- **Selected extract**
>> Start

Re: [PATCH RFC v3 13/13] uprobes: add speculative lockless VMA to inode resolution

Suren Baghdasaryan <surenb@xxxxxxxxxx> · Thu, 15 Aug 2024 10:45:45 -0700

On Thu, Aug 15, 2024 at 9:47 AM Andrii Nakryiko
<andrii.nakryiko@xxxxxxxxx> wrote:
>
> On Thu, Aug 15, 2024 at 6:44 AM Mateusz Guzik <mjguzik@xxxxxxxxx> wrote:
> >
> > On Tue, Aug 13, 2024 at 08:36:03AM -0700, Suren Baghdasaryan wrote:
> > > On Mon, Aug 12, 2024 at 11:18 PM Mateusz Guzik <mjguzik@xxxxxxxxx> wrote:
> > > >
> > > > On Mon, Aug 12, 2024 at 09:29:17PM -0700, Andrii Nakryiko wrote:
> > > > > Now that files_cachep is SLAB_TYPESAFE_BY_RCU, we can safely access
> > > > > vma->vm_file->f_inode lockless only under rcu_read_lock() protection,
> > > > > attempting uprobe look up speculatively.

>> End

- **Work instructions**
**1.** Quote the uprobes thread excerpt from "Suren Baghdasaryan <surenb@xxxxxxxxxx>" up to and including "look up speculatively.".
**2.** Answer these questions on the uprobes thread excerpt.
(a) What date and time are given for Suren Baghdasaryan's reply?
(b) Which patch in the series, by number, does the subject line concern?
(c) According to the quoted message from Andrii Nakryiko, what is files_cachep now?
**3.** Supply what follows the last line of the uprobes thread excerpt.
The items that follow have no connection to the uprobes thread excerpt.

- **Data shown**
>> Start

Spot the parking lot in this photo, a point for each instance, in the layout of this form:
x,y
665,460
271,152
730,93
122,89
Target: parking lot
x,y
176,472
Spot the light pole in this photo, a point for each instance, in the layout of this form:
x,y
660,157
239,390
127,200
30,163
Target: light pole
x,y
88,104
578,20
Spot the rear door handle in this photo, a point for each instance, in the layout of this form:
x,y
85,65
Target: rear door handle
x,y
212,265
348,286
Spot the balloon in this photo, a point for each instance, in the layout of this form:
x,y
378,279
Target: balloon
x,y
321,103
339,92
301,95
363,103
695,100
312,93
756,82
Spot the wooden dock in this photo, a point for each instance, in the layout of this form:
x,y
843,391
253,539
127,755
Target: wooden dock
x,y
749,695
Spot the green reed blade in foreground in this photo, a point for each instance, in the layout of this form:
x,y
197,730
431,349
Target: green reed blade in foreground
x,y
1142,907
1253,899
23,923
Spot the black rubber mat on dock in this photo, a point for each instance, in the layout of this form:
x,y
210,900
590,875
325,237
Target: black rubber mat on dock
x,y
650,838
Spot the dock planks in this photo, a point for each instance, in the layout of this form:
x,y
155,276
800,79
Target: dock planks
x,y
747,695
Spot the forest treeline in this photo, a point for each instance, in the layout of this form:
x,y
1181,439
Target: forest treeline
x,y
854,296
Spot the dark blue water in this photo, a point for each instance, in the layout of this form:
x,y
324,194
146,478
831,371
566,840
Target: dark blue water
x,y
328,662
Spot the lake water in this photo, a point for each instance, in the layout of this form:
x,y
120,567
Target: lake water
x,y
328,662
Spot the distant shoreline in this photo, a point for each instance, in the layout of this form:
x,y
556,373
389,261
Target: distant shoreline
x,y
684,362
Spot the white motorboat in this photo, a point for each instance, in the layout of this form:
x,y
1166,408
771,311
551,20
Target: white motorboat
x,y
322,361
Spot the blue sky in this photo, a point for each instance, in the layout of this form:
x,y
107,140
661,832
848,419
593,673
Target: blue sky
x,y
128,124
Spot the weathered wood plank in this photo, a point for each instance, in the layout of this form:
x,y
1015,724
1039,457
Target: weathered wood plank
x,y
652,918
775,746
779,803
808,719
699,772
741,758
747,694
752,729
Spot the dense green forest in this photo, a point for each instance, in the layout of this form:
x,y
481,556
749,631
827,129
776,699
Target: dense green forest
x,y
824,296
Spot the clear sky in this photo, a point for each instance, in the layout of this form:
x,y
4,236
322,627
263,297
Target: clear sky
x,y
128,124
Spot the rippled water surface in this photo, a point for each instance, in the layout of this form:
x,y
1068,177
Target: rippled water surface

>> End

- **Responses per task**
**1.**
Suren Baghdasaryan <surenb@xxxxxxxxxx> · Thu, 15 Aug 2024 10:45:45 -0700

On Thu, Aug 15, 2024 at 9:47 AM Andrii Nakryiko
<andrii.nakryiko@xxxxxxxxx> wrote:
>
> On Thu, Aug 15, 2024 at 6:44 AM Mateusz Guzik <mjguzik@xxxxxxxxx> wrote:
> >
> > On Tue, Aug 13, 2024 at 08:36:03AM -0700, Suren Baghdasaryan wrote:
> > > On Mon, Aug 12, 2024 at 11:18 PM Mateusz Guzik <mjguzik@xxxxxxxxx> wrote:
> > > >
> > > > On Mon, Aug 12, 2024 at 09:29:17PM -0700, Andrii Nakryiko wrote:
> > > > > Now that files_cachep is SLAB_TYPESAFE_BY_RCU, we can safely access
> > > > > vma->vm_file->f_inode lockless only under rcu_read_lock() protection,
> > > > > attempting uprobe look up speculatively.

**2.**
(a) Thu, 15 Aug 2024 10:45:45 -0700
(b) 13/13
(c) SLAB_TYPESAFE_BY_RCU

**3.**
> > > > >
> > > > > We rely on newly added mmap_lock_speculation_{start,end}() helpers to
> > > > > validate that mm_struct stays intact for entire duration of this
> > > > > speculation. If not, we fall back to mmap_lock-protected lookup.
> > > > >
> > > > > This allows to avoid contention on mmap_lock in absolutely majority of
> > > > > cases, nicely improving uprobe/uretprobe scalability.
> > > > >
> > > >
> > > > Here I have to admit to being mostly ignorant about the mm, so bear with
> > > > me. :>
> > > >
> > > > I note the result of find_active_uprobe_speculative is immediately stale
> > > > in face of modifications.
> > > >
> > > > The thing I'm after is that the mmap_lock_speculation business adds
> > > > overhead on archs where a release fence is not a de facto nop and I
> > > > don't believe the commit message justifies it. Definitely a bummer to
> > > > add merely it for uprobes. If there are bigger plans concerning it
> > > > that's a different story of course.
> > > >
> > > > With this in mind I have to ask if instead you could perhaps get away
> > > > with the already present per-vma sequence counter?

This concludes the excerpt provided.